INSTRUCTIONS TO FOLLOW:
Could you retype exactly the lines running from the line with "ok so point me at the narrow bright" to the end of the data, both included, and nothing else?
(Beginning of RECORDS PROVIDED)
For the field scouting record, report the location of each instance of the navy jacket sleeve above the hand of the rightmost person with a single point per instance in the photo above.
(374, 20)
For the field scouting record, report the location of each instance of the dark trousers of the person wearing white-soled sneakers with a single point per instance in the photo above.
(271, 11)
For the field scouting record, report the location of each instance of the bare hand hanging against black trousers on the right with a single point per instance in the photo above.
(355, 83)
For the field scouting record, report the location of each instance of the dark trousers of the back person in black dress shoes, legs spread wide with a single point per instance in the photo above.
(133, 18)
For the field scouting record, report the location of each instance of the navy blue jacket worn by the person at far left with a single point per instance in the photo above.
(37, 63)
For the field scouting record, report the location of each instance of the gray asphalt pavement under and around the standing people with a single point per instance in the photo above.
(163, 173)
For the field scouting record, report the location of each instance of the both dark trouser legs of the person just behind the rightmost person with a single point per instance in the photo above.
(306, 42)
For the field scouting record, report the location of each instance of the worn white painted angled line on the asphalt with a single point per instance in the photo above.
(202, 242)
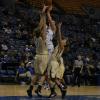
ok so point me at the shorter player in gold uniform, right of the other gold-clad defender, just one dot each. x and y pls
(56, 66)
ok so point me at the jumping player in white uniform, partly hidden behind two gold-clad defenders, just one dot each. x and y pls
(50, 31)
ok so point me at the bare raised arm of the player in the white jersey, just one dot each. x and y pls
(51, 21)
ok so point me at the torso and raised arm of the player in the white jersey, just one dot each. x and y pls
(50, 30)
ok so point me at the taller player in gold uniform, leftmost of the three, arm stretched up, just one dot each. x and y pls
(41, 58)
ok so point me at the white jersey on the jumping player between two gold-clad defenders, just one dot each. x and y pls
(49, 39)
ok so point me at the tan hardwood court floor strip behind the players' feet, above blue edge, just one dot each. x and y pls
(20, 90)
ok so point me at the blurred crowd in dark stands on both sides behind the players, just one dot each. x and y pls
(17, 46)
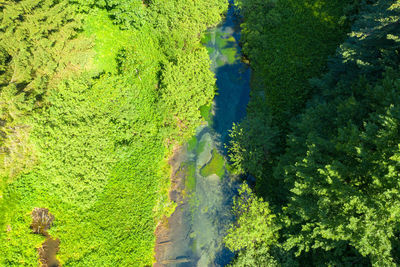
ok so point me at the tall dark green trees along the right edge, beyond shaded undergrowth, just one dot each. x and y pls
(343, 151)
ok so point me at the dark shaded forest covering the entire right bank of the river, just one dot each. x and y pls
(321, 137)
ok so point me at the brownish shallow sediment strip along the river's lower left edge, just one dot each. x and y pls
(166, 235)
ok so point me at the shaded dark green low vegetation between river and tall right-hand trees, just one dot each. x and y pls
(287, 43)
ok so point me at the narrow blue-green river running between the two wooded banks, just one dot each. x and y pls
(204, 213)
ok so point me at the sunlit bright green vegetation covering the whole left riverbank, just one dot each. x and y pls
(94, 95)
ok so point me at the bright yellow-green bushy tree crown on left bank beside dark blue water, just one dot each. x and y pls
(179, 76)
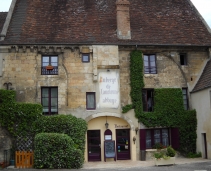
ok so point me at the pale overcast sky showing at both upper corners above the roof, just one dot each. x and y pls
(203, 6)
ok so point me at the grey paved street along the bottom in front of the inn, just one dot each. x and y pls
(182, 164)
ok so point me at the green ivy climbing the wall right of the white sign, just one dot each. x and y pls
(168, 109)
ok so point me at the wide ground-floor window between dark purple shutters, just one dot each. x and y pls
(154, 136)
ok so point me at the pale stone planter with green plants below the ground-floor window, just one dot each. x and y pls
(165, 157)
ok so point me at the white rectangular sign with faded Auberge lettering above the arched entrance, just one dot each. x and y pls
(109, 89)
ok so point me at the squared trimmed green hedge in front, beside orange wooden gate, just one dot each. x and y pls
(56, 151)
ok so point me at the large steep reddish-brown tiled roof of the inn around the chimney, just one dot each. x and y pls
(153, 22)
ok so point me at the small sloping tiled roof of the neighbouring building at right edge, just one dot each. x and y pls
(205, 79)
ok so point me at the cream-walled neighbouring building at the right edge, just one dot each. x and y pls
(201, 97)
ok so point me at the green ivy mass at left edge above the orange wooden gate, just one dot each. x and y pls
(17, 118)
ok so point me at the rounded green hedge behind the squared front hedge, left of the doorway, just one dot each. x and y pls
(66, 124)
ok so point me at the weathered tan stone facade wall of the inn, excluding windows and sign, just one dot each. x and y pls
(22, 67)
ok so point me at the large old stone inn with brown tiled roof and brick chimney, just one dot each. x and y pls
(87, 45)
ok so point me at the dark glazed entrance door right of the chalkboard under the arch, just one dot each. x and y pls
(123, 144)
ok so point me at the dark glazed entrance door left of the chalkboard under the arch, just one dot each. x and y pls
(94, 145)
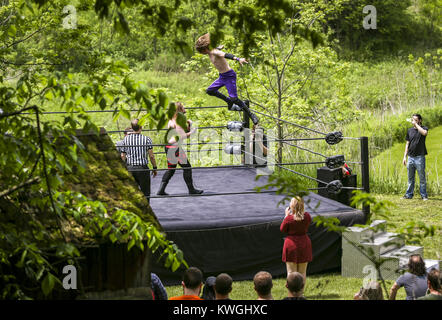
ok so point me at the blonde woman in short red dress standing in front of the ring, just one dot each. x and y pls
(297, 251)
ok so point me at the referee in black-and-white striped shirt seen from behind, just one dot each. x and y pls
(137, 147)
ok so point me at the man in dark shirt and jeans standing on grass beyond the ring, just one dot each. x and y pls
(416, 151)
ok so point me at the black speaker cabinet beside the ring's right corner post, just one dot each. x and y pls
(327, 175)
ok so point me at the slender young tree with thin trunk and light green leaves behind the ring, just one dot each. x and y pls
(292, 79)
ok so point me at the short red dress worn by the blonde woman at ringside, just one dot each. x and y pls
(297, 245)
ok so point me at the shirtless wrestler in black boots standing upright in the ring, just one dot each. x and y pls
(176, 155)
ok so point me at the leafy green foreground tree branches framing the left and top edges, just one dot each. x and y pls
(36, 72)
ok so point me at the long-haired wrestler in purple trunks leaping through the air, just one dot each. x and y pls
(227, 76)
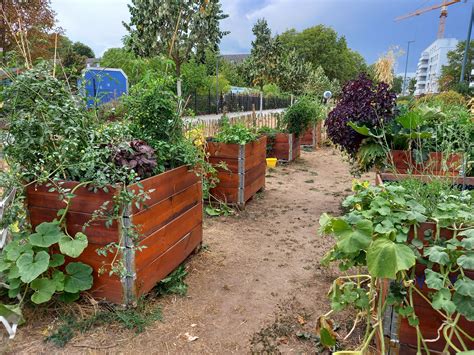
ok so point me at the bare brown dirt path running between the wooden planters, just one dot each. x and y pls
(256, 286)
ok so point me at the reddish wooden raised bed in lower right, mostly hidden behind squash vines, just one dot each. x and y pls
(399, 334)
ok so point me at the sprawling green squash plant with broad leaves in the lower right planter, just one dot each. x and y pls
(375, 234)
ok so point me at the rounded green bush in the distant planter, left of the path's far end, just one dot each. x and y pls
(300, 115)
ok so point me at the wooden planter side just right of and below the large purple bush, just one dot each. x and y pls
(436, 164)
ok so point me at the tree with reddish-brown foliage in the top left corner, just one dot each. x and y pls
(32, 20)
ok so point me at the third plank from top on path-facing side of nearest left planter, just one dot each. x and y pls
(160, 241)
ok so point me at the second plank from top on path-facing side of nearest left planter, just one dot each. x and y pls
(156, 216)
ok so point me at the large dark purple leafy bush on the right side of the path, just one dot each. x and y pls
(364, 104)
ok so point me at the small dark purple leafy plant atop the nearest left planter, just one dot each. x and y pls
(137, 155)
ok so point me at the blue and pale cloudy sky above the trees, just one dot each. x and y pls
(368, 25)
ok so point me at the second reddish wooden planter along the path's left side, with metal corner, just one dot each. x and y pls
(245, 173)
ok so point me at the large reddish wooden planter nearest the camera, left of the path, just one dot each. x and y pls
(169, 227)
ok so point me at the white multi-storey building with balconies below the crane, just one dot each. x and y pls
(430, 64)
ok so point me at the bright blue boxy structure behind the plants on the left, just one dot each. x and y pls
(101, 85)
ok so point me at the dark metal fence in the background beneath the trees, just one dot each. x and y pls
(207, 104)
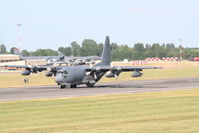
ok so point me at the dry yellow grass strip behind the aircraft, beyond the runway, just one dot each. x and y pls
(170, 70)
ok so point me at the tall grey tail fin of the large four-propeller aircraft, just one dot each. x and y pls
(106, 53)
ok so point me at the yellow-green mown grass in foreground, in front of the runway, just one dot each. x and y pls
(156, 112)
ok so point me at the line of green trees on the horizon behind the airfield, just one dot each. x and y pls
(90, 47)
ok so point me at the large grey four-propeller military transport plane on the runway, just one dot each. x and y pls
(71, 76)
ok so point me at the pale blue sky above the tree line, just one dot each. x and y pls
(55, 23)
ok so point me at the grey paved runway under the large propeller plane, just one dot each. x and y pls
(26, 93)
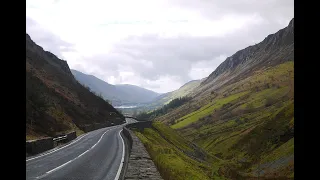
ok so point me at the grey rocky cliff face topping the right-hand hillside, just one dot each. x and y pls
(273, 50)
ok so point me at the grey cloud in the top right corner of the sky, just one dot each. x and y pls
(270, 10)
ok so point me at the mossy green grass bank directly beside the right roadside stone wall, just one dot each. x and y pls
(170, 161)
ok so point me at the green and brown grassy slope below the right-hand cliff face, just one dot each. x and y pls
(245, 126)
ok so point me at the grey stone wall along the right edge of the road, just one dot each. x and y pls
(140, 165)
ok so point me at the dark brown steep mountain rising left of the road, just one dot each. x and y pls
(55, 101)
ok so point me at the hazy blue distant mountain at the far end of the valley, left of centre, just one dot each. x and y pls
(118, 94)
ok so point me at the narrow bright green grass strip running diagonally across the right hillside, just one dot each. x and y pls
(206, 110)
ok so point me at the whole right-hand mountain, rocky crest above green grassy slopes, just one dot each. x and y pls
(242, 114)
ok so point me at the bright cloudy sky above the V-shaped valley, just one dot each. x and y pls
(158, 45)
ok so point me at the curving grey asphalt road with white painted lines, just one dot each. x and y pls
(97, 155)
(End of RECORDS PROVIDED)
EXERCISE RESULT:
ok so point me at the narrow bright green grass strip running diagonally across the right hillside, just one dot each. x and y pls
(206, 110)
ok so point me at the whole right-hand mountain, rocky crest above green grassy slopes, just one dot each. x and y pls
(242, 114)
ok so point me at the bright cloudy sky above the V-shaped valley, just one dot each. x and y pls
(158, 45)
ok so point me at the curving grey asphalt road with white painted lines, just one dot each. x and y pls
(97, 155)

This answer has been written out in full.